Pointing data
######
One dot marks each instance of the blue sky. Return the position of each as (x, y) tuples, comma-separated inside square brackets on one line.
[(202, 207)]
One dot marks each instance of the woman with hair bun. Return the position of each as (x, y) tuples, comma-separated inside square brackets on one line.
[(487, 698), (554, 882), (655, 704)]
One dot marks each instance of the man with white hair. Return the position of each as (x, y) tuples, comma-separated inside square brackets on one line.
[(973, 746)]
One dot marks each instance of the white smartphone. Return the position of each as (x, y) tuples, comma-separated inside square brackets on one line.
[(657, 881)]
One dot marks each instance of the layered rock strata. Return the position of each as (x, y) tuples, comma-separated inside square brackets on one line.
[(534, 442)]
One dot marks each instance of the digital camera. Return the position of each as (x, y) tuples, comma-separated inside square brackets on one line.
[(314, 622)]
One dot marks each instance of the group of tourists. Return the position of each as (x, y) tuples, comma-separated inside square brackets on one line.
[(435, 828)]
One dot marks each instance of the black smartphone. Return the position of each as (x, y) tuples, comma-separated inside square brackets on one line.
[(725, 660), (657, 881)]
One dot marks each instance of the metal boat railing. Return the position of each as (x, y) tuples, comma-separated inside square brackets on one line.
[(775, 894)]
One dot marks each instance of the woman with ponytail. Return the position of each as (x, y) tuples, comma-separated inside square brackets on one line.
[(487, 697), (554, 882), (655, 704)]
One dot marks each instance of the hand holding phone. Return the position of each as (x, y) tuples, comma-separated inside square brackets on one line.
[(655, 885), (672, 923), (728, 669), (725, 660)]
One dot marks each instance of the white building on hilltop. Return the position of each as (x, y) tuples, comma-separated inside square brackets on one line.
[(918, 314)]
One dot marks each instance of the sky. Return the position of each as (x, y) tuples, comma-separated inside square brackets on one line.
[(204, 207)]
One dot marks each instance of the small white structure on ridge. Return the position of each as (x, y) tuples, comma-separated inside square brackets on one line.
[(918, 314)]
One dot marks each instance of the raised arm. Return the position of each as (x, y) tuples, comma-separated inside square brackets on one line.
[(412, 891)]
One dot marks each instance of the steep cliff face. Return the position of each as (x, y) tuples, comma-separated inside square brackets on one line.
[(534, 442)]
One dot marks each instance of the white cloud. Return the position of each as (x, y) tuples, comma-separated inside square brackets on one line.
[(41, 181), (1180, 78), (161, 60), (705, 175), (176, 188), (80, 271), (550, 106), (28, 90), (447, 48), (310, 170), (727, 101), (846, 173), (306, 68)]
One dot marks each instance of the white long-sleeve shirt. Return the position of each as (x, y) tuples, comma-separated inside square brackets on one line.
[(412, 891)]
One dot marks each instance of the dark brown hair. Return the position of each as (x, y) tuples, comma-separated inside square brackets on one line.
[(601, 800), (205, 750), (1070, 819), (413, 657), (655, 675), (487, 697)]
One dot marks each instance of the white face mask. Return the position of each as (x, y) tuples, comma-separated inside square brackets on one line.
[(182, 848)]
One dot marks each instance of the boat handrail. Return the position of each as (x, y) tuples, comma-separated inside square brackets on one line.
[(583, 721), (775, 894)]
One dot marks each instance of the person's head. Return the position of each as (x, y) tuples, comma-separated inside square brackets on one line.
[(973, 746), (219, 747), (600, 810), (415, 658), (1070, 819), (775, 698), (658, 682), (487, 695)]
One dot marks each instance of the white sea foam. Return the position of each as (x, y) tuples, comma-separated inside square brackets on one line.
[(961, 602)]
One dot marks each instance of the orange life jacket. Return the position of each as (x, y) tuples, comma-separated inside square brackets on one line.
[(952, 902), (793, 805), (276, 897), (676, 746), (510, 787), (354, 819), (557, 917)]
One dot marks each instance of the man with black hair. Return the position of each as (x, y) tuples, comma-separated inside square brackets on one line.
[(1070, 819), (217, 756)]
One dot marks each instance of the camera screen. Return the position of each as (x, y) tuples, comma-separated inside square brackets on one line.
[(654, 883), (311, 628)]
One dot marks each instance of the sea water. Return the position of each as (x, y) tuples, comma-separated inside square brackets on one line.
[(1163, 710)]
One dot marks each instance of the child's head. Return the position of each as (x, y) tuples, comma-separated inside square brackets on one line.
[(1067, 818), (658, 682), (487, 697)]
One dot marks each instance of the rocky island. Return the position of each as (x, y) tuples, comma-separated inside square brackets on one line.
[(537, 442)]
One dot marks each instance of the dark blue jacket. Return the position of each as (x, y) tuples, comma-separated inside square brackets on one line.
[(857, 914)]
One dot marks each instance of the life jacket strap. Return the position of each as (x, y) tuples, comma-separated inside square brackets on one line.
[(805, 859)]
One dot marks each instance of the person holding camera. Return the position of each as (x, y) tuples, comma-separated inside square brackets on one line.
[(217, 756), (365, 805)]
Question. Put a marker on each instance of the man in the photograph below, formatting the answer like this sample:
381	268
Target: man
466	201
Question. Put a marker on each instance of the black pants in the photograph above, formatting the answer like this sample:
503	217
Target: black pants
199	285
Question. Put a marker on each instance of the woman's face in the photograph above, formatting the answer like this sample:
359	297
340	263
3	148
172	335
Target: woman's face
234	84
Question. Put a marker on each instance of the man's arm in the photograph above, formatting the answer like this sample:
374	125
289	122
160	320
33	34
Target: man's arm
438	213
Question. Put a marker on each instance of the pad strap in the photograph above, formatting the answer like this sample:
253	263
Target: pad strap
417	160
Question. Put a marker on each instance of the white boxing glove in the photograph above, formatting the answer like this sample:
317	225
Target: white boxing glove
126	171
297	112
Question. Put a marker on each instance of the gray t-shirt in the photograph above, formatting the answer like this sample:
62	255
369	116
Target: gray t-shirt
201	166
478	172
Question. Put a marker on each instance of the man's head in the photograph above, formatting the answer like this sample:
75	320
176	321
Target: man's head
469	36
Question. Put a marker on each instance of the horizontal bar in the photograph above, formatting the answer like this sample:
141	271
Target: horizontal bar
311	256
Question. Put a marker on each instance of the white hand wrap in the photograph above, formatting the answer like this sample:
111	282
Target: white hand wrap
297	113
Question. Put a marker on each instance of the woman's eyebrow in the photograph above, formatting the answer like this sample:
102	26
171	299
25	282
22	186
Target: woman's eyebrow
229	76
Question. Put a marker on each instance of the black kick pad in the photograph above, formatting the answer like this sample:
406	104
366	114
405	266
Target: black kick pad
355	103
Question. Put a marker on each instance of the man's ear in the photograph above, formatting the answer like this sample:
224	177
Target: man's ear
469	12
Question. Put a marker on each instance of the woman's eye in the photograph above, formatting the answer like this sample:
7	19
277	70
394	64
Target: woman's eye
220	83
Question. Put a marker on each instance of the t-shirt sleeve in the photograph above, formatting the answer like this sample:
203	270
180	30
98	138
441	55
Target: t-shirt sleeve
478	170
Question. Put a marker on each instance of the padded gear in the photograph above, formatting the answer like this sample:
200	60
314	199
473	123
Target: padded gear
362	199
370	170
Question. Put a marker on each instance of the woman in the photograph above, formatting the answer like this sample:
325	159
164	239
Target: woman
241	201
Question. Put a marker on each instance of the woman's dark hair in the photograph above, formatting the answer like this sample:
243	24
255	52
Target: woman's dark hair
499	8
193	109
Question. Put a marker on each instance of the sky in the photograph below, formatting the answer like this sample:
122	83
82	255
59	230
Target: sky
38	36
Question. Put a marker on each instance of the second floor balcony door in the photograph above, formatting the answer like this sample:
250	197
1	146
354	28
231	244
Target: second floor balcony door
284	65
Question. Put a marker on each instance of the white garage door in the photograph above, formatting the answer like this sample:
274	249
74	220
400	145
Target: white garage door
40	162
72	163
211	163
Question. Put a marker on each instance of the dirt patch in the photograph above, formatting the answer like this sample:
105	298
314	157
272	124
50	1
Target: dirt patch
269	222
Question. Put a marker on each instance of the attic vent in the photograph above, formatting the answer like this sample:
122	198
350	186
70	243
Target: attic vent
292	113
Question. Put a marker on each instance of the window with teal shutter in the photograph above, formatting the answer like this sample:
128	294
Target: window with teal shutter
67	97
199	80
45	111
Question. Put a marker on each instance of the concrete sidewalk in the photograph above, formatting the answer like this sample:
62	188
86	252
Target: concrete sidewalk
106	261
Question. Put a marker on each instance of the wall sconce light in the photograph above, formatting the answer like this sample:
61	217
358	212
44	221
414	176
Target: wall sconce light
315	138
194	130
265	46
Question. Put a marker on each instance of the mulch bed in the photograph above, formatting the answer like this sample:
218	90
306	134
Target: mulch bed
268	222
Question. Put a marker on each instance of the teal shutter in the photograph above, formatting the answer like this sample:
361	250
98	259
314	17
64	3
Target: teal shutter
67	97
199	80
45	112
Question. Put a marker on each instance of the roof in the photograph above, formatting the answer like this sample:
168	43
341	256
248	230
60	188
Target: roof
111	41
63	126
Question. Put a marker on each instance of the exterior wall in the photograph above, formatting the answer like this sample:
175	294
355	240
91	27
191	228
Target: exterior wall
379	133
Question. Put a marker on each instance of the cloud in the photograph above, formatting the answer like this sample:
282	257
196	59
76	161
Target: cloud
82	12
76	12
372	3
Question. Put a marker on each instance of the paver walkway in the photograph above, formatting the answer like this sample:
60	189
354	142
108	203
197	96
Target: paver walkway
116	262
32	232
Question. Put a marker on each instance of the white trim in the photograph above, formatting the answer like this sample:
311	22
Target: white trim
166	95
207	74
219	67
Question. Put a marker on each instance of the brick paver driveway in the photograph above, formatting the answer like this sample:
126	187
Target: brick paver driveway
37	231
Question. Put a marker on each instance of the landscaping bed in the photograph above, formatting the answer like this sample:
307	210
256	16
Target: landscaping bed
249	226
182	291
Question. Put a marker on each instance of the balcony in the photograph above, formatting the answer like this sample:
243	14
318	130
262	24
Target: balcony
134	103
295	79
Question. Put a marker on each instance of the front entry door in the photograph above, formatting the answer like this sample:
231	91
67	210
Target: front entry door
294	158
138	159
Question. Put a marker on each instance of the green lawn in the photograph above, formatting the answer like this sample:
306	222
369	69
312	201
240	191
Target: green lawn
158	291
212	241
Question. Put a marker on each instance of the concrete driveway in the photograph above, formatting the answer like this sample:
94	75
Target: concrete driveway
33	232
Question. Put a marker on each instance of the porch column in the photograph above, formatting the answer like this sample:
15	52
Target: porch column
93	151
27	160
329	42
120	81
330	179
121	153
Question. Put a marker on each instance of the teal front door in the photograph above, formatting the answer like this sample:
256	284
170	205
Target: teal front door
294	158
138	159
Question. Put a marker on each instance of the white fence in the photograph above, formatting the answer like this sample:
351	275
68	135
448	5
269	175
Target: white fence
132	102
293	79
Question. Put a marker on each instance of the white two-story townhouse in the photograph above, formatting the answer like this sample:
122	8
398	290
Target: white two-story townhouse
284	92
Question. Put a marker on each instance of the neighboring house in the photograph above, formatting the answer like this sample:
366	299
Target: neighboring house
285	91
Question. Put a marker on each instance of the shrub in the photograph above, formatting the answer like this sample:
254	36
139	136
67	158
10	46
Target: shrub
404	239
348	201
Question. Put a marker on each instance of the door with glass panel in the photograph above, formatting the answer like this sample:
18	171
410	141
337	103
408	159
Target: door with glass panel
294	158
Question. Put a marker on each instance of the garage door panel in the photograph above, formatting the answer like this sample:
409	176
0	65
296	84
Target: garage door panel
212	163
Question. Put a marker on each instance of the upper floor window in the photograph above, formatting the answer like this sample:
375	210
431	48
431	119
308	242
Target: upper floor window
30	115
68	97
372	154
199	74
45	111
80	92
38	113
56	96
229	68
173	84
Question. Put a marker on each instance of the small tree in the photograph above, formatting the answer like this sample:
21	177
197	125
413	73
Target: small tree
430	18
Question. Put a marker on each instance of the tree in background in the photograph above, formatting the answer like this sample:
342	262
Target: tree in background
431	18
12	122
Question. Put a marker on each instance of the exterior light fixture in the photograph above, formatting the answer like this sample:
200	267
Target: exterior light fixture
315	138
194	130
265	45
######
Edit the part of the data that opens with its first line and closes with the line containing "[(655, 885), (672, 923), (728, 669), (725, 660)]" by changing "smartphone" to "mobile phone" wherever it occurs, leaving everything else the same.

▸ **EXERCISE ANSWER**
One dot marks each instance of the blue sky. Return the position of each as (x, y) tuples, comma-separated inside square brackets on one line.
[(202, 207)]
One dot marks each instance of the woman with hair bun. Return the position of each as (x, y) tuples, comma-separated inside square brackets on one line.
[(487, 698), (554, 882), (655, 704)]
One dot marks each instance of the man with white hair. Return the position of each as (x, y) tuples, comma-separated inside square brackets on one line.
[(973, 746)]
One dot marks each instance of the white mobile phone. Return the position of each as (x, y) tuples, comma-separated inside square brackets on one line.
[(657, 881)]
One dot marks each instance of the layered rock strata. Return the position of each as (x, y) tuples, comma-separated inside square brackets on one line.
[(534, 442)]
One dot marks each instance of the digital camera. Return the position of each as (x, y) tuples, comma-separated inside square brackets on one line.
[(314, 622)]
One dot marks each instance of the group of tourists. Return the position of each as (x, y) tuples, comma-separated inside square brackets on one line.
[(435, 828)]
One dot marks each instance of the black mobile phone. Return the position of each as (x, y) tuples, comma-separated inside square brackets on one line.
[(725, 660), (657, 881)]
One dot marks each instance of the metal boat railing. Return the position of each as (x, y) tuples, comma-separated inside square brackets on one line.
[(775, 894)]
One dot marks each instance of the woman with ponytail. Return the position of each as (x, y) tuples, comma-separated inside square brackets on one line.
[(487, 697), (554, 882), (655, 704)]
One dot marks each instance of the hand holding phone. Return the position of each as (x, y) tuples, comma-separated inside square brackets on one line.
[(655, 885), (672, 923), (728, 669), (725, 660)]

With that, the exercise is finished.